• _SELECTED EXTRACT_
Monday, July 9, 2007

Security Cameras, Big Brother, and Good Sense

The London / Glasgow car bombing attempts highlighted the usefulness of security cameras. Finding two of the car bombs before they exploded helped - but so did having footage from the 160 security cameras in the district including Piccadilly Circus and the Haymarket area. Plus all the others distributed around the United Kingdom.

Even with a near-miss like the June attack to demonstrate the utility of security cameras, I doubt that cities in the US will install or upgrade the things without someone raising a fuss.

In fact, I know it: The complaints have already started.

As more cities in the States decide that crime levels are too high, and that terrorists might target them, I think we'll be seeing more headlines like this: "Network of surveillance cameras proposed for Pittsburgh" (Pittsburgh Post-Gazette, June 27, 2007).

The city government is planning to link the hundreds of existing surveillance cameras in Pittsburgh together so that they can be monitored from one place. Besides the cameras they have, there will be two on each of 14 bridges, four on the U.S. Steel Tower, and more in Point State Park.

• _EXERCISE REQUIREMENTS_
- a) According to the security camera post, how many security cameras were in the district that includes Piccadilly Circus and the Haymarket area?
- b) Carry on the security camera post from the point where it stops.
The data after the security camera post comes from a separate source.

• _LISTING_
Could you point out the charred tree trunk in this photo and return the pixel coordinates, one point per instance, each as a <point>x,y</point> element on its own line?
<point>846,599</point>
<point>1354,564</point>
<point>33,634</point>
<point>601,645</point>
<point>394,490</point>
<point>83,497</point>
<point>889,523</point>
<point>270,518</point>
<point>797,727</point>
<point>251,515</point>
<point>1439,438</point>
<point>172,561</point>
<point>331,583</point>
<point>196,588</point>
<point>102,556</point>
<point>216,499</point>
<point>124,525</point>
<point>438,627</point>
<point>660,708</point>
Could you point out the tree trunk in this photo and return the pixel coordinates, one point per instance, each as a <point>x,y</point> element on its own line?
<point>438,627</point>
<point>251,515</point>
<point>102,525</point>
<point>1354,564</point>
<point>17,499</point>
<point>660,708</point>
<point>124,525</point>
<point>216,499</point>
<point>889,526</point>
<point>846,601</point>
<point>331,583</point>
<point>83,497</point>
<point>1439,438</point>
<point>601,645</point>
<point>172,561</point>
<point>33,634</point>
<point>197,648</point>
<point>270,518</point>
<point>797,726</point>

• _OUTPUTS FOR THE TASKS_
- a) 160 security cameras.

- b)
The system won't be just cameras: devices which can read vehicle license plates and run them through databases will "look" through the cameras; and gunshot detection systems would be set up in two neighborhoods, plus a state park. The latter systems can instantly pinpoint the location of a shooting and take pictures.

It's legal: John M. Burkoff, a University of Pittsburgh law professor, said that using the cameras "is lawful as long as they are used in places, like public areas, where people don't have a reasonable expectation of privacy," in the same article.

It's controversial, of course.

On the one hand, drunk drivers bank robbers, and other lawbreakers will have video evidence to deal with when their turn in court rolls around.

On the other hand, the tried and true phrase "Big Brother" gets brought out and passed around.

Not that everyone who doesn't like the idea of video cameras in public places trots out Orwell's classic. The EPIC (1) chief said, "To make it so that no matter what you're doing, someone is watching -- what kind of a society is that?"

The same public safety/"privacy" debate isn't limited to the States. An article in The Scotsman with the headline "'Big Brother' concerns as secret system of cameras is rolled out" (26 August, 2006) discussed a network of roadside cameras in the UK.

What's secret about the networks seems to be the way that police aren't telling where the cameras are. Even worse, the cameras "looks like ordinary speed cameras."

It occurs to me that disguising the special cameras is hardly sporting.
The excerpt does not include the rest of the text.